What is required
Exactly reproduce the lines from the one holding "gray jacket in the histology slide image provided." through the final line of the listing below, with both ends included and nothing else.

Given information
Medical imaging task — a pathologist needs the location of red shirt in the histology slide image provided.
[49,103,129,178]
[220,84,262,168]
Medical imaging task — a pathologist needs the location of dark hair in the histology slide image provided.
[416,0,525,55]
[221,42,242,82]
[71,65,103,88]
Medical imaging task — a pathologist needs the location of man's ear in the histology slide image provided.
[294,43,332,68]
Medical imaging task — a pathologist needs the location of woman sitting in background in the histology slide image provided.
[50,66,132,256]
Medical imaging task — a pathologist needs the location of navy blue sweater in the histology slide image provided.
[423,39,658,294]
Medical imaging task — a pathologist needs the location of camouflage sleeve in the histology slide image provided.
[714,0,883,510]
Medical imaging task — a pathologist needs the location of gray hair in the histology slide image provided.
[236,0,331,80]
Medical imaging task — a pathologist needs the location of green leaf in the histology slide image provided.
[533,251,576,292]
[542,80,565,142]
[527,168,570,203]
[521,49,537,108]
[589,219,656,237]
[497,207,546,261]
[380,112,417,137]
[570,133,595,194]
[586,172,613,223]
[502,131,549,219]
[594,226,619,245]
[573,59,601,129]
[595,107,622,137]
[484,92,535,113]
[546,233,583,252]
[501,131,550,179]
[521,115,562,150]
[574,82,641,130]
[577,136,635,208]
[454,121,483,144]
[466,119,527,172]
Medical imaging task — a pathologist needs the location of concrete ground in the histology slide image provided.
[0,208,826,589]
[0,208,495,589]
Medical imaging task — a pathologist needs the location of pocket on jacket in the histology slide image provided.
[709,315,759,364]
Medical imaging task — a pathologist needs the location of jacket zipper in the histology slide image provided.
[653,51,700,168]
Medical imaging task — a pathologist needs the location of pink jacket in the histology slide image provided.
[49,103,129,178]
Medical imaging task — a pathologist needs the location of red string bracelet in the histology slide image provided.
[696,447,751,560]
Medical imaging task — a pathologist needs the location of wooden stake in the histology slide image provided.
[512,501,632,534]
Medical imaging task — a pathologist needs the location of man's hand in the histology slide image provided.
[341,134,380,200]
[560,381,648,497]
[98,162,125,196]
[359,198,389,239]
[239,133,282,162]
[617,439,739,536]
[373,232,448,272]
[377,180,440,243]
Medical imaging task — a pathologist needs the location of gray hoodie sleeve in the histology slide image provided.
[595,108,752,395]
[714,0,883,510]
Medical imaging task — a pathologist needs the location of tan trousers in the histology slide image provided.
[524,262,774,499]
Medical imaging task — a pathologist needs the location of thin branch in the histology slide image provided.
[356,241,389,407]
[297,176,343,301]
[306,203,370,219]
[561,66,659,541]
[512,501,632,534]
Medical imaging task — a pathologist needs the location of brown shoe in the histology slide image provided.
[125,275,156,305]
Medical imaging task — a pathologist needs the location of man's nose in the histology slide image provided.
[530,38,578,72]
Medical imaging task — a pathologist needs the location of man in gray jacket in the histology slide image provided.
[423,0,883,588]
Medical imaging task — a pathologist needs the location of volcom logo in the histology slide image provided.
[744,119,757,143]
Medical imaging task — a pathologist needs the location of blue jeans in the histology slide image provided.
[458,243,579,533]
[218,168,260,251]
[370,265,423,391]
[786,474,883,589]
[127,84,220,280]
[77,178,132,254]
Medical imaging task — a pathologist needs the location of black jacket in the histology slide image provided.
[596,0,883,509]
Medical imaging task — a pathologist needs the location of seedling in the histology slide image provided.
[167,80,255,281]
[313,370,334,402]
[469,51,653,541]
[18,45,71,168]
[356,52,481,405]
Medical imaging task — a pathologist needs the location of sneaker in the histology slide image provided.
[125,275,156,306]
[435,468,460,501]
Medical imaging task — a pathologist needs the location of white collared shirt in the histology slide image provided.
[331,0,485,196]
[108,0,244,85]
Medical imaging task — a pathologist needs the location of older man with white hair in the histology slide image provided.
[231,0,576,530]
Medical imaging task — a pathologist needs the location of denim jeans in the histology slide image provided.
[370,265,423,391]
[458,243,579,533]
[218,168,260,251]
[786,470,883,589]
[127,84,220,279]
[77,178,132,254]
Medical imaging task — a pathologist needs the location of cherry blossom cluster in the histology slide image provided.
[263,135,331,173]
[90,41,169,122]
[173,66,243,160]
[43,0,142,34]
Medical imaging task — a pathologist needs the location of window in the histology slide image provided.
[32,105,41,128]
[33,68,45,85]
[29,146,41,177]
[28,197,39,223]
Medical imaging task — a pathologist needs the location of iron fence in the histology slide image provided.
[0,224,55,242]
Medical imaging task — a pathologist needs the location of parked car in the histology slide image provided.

Response
Medical imaging task — a pathologist needs the location of man in gray jacket in the histology slide image provided.
[423,0,883,588]
Medical imaging task — a pathologist needs the location of volcom logo in the histology slide image provided.
[744,119,757,143]
Medical imaging task — a pathologist needs the location of blue jeans in the histology slide image provided.
[458,243,579,533]
[218,168,260,251]
[370,265,423,391]
[786,474,883,589]
[127,84,220,280]
[77,178,132,254]
Medical imaging task — a pathologist needs the location of black jacket in the histology slide image provided.
[596,0,883,509]
Medical imaging task — a pathologist needs the location of seedling in the histology slide image provided.
[167,80,255,281]
[313,370,334,402]
[469,51,653,541]
[18,45,71,168]
[356,52,481,405]
Medical imaging task — a pathologist needs the location of sneaker in the histology slide image provided.
[125,275,156,306]
[435,468,460,501]
Medical imaging task — a pathologist needs the location of white collared shirt in the histology slide image provided.
[331,0,485,196]
[108,0,244,85]
Medical imaging task — a pathologist needs the location of older man with white hair in the histology slide image provided.
[231,0,576,530]
Medical imaging task — a pathologist needs the location of denim jeans in the histology slide image provided.
[370,265,423,391]
[458,243,579,533]
[218,168,260,251]
[786,470,883,589]
[127,84,220,279]
[77,178,132,254]
Medical imaging task — a pathologist needs the location of cherry blossom cluster in the histology slide image provided.
[263,135,331,173]
[90,41,169,122]
[173,66,243,160]
[43,0,142,34]
Medical imaging task — a pathologist needs the location of window in the histology slide image provided.
[32,105,41,128]
[33,68,45,85]
[29,146,41,177]
[28,197,39,223]
Medical imaging task — a pathologist needs the location of iron fence in the histology slide image provided.
[0,224,55,242]
Medical imaging task — a pathologist needs the location of parked car in the histology slide image provided.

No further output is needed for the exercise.